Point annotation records
==============================

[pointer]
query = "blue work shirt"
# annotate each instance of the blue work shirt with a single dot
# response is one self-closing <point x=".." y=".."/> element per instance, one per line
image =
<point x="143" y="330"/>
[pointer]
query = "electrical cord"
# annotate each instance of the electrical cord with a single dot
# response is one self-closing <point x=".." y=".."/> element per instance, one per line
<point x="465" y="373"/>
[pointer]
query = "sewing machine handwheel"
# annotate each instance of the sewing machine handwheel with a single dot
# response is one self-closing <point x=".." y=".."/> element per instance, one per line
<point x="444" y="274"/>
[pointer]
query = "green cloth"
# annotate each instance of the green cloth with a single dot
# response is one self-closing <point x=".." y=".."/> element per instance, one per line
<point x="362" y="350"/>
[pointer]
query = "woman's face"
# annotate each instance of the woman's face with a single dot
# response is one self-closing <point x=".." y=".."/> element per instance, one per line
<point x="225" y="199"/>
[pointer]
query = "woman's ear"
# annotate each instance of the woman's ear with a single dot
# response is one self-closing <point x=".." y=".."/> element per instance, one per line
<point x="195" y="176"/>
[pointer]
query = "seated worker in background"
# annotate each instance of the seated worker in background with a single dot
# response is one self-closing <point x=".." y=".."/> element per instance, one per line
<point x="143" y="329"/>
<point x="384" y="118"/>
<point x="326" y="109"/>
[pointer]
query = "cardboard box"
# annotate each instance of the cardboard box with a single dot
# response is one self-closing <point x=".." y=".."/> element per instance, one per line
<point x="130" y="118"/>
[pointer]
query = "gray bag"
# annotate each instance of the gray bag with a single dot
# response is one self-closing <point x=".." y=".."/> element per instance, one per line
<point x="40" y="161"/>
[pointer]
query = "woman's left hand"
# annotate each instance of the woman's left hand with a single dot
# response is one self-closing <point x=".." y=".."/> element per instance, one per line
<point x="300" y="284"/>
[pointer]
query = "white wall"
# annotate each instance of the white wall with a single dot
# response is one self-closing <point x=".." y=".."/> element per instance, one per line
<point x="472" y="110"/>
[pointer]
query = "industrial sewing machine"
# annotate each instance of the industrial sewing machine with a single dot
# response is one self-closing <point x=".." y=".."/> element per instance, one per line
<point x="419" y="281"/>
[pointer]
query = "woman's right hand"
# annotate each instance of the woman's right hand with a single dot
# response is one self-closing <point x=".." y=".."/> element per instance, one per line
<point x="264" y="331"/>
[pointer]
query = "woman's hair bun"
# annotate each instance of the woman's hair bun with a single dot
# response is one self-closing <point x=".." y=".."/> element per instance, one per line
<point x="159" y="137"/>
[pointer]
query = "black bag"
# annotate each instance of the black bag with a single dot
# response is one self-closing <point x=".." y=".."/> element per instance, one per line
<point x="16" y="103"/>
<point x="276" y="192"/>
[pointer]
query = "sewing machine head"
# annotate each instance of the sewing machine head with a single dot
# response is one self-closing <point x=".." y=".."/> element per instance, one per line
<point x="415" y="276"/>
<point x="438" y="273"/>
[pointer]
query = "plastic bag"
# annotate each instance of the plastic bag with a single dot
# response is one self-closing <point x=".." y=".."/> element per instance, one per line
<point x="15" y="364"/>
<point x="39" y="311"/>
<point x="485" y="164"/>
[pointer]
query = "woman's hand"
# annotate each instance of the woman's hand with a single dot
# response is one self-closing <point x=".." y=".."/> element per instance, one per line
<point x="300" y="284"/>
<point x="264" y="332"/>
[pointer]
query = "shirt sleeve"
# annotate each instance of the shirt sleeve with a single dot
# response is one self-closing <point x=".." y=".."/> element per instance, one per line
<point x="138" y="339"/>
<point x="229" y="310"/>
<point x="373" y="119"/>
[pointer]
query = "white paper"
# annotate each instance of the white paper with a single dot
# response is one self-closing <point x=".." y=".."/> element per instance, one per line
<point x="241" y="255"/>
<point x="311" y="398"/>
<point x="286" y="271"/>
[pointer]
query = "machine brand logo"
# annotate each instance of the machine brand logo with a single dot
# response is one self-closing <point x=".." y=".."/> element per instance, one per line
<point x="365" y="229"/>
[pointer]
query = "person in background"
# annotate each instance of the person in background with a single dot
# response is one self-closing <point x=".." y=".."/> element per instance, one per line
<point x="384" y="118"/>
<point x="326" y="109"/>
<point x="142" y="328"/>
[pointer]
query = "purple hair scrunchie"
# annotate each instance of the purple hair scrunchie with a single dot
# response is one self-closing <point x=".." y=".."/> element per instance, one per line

==============================

Exercise aim: State how many lines of the records above contain the string "sleeve", counting only matches in the same case. Give the number alone.

Result below: 2